*STATED GOAL:*
Format every row below as a numbered list, omitting blank lines.

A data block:
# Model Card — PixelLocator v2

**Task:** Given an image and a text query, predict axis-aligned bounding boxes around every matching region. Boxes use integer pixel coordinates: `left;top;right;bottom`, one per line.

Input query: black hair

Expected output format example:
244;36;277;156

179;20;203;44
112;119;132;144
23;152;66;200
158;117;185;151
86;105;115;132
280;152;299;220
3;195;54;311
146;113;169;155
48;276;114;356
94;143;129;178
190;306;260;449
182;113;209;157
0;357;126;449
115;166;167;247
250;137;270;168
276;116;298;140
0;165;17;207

*CORRECT ANSWER:*
1. # Model Card — PixelLocator v2
2. **Task:** Given an image and a text query, predict axis-aligned bounding boxes around every matching region. Boxes use integer pixel coordinates: `left;top;right;bottom`, one per line.
3. Input query: black hair
4. Expected output format example:
5. 244;36;277;156
6. 179;20;203;44
7. 112;119;132;144
8. 23;152;66;200
9. 158;117;185;151
10. 86;105;115;132
11. 280;152;299;220
12. 3;195;54;311
13. 146;113;169;155
14. 48;276;114;356
15. 94;143;129;178
16. 190;306;260;449
17. 182;113;209;157
18. 0;357;126;449
19. 115;166;167;247
20. 250;137;270;168
21. 276;116;298;140
22. 0;165;17;207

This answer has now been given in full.